» **Source text**
——

Evaluation of the Relationships between Saliency Maps and Keypoints

Ryuugo Mochizuki; Kazuo Ishii

doi:10.2991/jrnal.k.200512.004

<Previous Article In Issue

Download article (PDF)

Next Article In Issue>

Volume 7, Issue 1, June 2020, Pages 16 - 21

Evaluation of the Relationships between Saliency Maps and Keypoints

Authors

Ryuugo Mochizuki^*, Kazuo Ishii

Center for Socio-Robotic Synthesis, Kyushu Institute of Technology, 2-4, Hibikino Wakamatsuku, Kitakyushu 808-0196, Japan

^*Corresponding author. Email: rmochizuki@lsse.kyutech.ac.jp

Corresponding Author

Ryuugo Mochizuki

Received 26 November 2019, Accepted 19 February 2020, Available Online 18 May 2020.

DOI: 10.2991/jrnal.k.200512.004 How to use a DOI?
Keywords: Saliency map; binary robust invariant scalable keypoint; keypoint stability
Abstract: The saliency map is proposed by Itti et al., to represent the conspicuity or saliency in the visual field and to guide the selection of attended locations based on the spatial distribution of saliency, which works as the trigger of bottom-up attention. If a certain location in the visual field is sufficiently different from its surrounding, we naturally pay attention to the characteristic of visual scene. In the research of computer vision, image feature extraction methods such as Scale-Invariant Feature Transform (SIFT), Speed-Up Robust Features (SURF), Binary Robust Invariant Scalable Keypoint (BRISK) etc., have been proposed to extract keypoints robust to size change or rotation of target objects. These feature extraction methods are inevitable techniques for image mosaicking and Visual SLAM (Simultaneous Localization and Mapping), on the other hand, have big influence to photographing condition change of luminance, defocusing and so on. However, the relation between human attention model, Saliency map, and feature extraction methods in computer vision is not well discussed. In this paper, we propose a new saliency map and discuss the stability of keypoints extraction and their locations using BRISK by comparing other saliency maps.
Copyright: © 2020 The Authors. Published by Atlantis Press SARL.
Open Access: This is an open access article distributed under the CC BY-NC 4.0 license (http://creativecommons.org/licenses/by-nc/4.0/).

1. INTRODUCTION

In recent years, many attempts have been done such as the selection of desired information in input information [1,2]. If attention models can be constructed to select information, the intelligence and awareness of humans can be implemented in computers.

——

» **Task set**
a - In the saliency map article, who proposed the saliency map?
b - Write out the part of the saliency map article from "1. INTRODUCTION" to "implemented in computers.".
c - Continue the saliency map article from the point where it stops.
The records aren't needed for any of this.

Pointing records:

——

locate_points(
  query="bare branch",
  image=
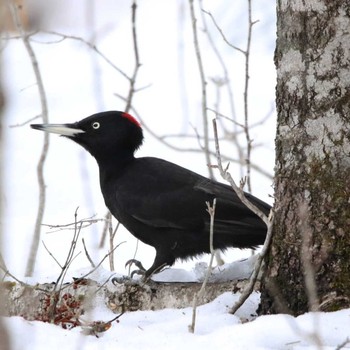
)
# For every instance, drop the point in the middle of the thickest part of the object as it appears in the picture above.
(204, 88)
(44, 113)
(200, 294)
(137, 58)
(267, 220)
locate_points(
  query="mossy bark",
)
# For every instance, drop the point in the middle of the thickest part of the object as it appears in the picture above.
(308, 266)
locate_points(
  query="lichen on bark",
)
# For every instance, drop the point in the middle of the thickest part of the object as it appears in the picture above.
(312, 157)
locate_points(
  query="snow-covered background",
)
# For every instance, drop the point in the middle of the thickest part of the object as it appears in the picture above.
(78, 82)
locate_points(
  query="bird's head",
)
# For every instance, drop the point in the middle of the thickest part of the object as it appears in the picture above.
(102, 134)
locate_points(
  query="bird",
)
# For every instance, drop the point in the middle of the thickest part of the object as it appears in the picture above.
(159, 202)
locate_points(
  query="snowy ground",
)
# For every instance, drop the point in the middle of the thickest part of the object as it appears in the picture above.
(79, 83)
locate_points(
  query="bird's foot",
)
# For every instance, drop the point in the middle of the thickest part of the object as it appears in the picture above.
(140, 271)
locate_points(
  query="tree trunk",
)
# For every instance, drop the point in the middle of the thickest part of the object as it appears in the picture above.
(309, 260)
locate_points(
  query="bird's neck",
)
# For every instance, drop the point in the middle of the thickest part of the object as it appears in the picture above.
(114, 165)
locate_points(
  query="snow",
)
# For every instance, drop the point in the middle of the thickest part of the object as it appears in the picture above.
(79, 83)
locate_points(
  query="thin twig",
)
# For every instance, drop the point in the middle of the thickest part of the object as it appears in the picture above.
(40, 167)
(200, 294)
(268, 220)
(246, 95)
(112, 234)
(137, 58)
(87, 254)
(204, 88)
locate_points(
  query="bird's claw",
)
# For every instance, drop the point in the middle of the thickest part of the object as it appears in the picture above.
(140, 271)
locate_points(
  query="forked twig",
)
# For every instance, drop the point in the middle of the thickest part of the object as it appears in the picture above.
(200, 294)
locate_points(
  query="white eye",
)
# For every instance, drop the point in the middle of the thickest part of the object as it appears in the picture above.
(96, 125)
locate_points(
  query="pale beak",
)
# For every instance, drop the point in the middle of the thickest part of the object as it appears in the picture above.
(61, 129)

——

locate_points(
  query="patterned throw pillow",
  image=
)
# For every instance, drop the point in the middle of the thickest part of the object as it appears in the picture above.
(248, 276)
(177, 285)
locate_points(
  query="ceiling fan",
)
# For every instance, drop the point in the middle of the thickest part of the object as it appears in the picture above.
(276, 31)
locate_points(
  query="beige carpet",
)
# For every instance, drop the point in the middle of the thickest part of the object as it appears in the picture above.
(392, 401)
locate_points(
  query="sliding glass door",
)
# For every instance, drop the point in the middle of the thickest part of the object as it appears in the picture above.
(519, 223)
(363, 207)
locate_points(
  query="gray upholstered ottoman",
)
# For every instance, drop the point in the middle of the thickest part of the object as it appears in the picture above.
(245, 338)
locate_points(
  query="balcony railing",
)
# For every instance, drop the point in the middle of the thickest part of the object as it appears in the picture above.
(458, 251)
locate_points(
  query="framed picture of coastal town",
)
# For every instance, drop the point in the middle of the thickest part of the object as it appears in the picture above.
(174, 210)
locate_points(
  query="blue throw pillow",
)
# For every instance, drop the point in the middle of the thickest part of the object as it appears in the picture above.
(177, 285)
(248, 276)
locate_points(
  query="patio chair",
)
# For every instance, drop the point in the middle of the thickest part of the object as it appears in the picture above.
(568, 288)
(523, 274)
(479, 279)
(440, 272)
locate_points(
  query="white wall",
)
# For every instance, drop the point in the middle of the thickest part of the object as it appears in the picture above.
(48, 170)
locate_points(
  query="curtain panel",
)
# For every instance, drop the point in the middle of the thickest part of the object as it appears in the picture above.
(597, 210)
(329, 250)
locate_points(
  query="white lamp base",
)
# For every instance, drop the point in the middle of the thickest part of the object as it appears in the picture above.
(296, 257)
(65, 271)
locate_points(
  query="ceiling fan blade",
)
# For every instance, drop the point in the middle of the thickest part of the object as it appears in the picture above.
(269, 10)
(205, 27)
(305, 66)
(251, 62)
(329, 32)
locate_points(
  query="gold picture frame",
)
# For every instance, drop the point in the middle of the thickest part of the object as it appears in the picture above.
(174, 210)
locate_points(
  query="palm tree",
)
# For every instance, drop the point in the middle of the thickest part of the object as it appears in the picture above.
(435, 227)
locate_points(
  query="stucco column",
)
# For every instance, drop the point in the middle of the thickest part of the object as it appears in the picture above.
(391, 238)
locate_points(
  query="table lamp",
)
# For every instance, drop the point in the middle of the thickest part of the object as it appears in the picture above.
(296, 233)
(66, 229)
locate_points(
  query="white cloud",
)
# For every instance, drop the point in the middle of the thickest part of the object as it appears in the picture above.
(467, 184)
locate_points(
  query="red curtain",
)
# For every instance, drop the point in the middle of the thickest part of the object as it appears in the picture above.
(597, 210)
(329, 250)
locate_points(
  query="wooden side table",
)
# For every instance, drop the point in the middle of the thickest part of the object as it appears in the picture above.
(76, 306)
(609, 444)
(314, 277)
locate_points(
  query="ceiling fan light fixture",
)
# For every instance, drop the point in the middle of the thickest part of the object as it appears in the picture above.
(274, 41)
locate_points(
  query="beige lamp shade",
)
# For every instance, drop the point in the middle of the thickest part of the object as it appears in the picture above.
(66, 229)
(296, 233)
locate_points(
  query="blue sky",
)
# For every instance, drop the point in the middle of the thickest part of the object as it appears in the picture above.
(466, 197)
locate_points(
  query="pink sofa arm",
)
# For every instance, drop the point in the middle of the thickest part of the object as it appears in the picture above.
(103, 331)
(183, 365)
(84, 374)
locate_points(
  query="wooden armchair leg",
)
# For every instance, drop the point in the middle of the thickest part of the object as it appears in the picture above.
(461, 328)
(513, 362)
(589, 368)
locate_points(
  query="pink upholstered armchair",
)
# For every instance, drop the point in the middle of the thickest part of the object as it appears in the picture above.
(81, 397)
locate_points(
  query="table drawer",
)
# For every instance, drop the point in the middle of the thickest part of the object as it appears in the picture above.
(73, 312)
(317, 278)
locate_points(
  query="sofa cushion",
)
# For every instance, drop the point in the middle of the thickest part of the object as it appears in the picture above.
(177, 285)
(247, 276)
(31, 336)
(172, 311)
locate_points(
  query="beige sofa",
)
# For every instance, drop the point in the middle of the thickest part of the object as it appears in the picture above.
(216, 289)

——

» **Answers below**
a - Itti et al.

b -
1. INTRODUCTION

In recent years, many attempts have been done such as the selection of desired information in input information [1,2]. If attention models can be constructed to select information, the intelligence and awareness of humans can be implemented in computers.

c -
According to Itti et al., saliency is defined as the property of images, which triggers bottom-up attentions. Saliency occurs by the local conspicuity over the entire visual scene [3]. In this model (Figure 1), input image is decomposed into luminance, color, and orientation components, then, each component is processed individually with Gaussian filter.

Considering that the saliency map is applied to environment recognition by mobile robots, various changes in photographing condition are expected to affect the input image. The change affects spatial frequency components of the image. If the spatial frequency changes, the response of Gaussian filter also changes, then, the effect reflects saliency map. Considering that the saliency map is used to select the keypoints of the image, changes in the saliency map affect the results of feature selection, then, input data of detectors vary. Thus, recognition results are influenced according to the change in photographing conditions.

For keypoint extraction, small influence is desirable in spite of the variety of object size, angle and luminance. In case of the keypoint application for object detection, repetitively extracted keypoints are ideal to select.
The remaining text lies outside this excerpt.